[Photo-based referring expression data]
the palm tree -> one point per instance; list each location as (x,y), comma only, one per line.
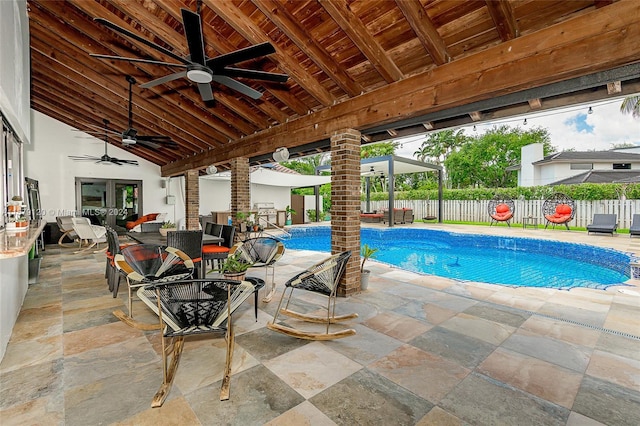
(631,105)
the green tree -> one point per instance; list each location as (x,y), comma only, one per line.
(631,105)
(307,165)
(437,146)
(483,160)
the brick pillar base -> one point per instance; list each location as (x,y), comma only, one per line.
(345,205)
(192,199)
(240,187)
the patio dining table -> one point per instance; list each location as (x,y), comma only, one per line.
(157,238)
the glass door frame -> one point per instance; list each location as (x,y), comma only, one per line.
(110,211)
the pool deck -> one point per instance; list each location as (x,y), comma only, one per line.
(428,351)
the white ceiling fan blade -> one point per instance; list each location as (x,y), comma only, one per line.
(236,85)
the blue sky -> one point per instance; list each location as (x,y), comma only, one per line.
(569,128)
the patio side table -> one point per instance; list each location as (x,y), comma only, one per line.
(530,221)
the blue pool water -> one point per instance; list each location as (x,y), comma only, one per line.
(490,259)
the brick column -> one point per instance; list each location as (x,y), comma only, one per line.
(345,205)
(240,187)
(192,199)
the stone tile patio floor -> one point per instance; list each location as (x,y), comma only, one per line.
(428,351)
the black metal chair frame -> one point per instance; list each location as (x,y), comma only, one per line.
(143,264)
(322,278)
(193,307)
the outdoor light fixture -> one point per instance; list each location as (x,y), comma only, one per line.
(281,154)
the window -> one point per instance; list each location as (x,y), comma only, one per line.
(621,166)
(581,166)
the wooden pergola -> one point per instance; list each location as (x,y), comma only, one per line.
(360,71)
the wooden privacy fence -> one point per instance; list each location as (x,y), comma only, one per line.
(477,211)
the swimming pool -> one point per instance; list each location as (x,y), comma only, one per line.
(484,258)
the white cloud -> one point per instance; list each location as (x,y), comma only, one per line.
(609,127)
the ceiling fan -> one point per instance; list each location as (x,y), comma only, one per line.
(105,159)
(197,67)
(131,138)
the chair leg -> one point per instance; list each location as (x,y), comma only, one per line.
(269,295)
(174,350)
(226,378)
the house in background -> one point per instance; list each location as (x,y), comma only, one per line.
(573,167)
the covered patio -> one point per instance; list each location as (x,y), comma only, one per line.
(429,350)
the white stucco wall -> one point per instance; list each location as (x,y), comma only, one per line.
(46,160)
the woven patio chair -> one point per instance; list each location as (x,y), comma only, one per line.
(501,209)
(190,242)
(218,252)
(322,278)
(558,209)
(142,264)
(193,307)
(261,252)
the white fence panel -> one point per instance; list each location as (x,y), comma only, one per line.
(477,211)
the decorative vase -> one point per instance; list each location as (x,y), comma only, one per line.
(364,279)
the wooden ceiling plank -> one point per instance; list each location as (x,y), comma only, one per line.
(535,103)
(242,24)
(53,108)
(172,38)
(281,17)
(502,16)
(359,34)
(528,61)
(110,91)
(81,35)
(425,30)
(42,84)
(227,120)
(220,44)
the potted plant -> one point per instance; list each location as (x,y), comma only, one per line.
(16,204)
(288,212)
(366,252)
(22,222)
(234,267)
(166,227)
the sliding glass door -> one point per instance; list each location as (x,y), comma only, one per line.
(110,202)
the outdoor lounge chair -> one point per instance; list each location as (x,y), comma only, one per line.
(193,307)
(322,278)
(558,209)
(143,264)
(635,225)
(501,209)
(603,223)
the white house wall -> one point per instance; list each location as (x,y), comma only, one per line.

---

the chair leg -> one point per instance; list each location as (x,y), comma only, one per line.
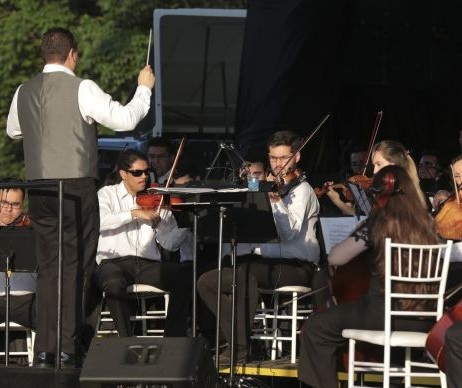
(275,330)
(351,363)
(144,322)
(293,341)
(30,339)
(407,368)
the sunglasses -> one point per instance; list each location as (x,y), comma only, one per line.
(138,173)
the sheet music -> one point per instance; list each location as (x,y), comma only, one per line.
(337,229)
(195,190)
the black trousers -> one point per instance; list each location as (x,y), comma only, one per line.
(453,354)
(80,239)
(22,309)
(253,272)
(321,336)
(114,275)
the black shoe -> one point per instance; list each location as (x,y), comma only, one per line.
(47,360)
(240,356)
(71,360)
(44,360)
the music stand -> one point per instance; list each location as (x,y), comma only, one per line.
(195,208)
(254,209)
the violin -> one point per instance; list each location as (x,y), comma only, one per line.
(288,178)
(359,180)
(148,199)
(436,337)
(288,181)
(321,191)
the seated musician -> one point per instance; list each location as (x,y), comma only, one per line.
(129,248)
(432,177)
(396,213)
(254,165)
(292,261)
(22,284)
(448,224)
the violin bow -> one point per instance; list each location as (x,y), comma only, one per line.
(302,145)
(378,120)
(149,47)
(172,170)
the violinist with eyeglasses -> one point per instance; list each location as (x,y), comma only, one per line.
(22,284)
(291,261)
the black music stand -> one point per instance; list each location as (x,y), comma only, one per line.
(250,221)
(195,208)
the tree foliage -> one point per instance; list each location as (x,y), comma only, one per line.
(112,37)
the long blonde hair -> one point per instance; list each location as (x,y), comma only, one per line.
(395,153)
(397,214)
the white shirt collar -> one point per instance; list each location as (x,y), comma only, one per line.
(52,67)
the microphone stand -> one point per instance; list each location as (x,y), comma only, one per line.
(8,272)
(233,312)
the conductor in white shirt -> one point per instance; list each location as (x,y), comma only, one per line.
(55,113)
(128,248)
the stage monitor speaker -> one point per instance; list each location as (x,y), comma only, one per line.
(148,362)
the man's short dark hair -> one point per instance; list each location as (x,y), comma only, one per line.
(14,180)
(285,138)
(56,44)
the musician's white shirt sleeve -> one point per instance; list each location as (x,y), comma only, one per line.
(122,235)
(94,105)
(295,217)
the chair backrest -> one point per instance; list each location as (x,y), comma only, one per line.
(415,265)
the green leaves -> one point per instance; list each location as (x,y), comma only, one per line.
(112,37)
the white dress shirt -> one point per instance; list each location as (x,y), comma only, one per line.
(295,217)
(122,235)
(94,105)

■ Try it ■
Reproduce exactly the entries above, limited to the lines from the one with "the wooden ceiling" through the one with "the white house", both included.

■ Result of the task ■
the wooden ceiling plank -> one point per instance; list each location as (x,y), comma only, one per line.
(535,103)
(242,24)
(53,108)
(172,38)
(281,17)
(502,16)
(359,34)
(528,61)
(110,91)
(81,35)
(425,30)
(42,84)
(227,120)
(220,44)
the potted plant -> one point per instance; list each location as (x,y), comma only, one per line.
(16,204)
(288,212)
(366,252)
(22,222)
(234,267)
(166,227)
the sliding glass door -> one point per instance; list each location as (x,y), comma only, one per line.
(110,202)
the outdoor lounge chair -> one point per instance; list each location as (x,y), comma only, one per line.
(193,307)
(322,278)
(558,209)
(143,264)
(635,225)
(501,209)
(603,223)
the white house wall -> one point per instance; list each location as (x,y), comma only, one per line.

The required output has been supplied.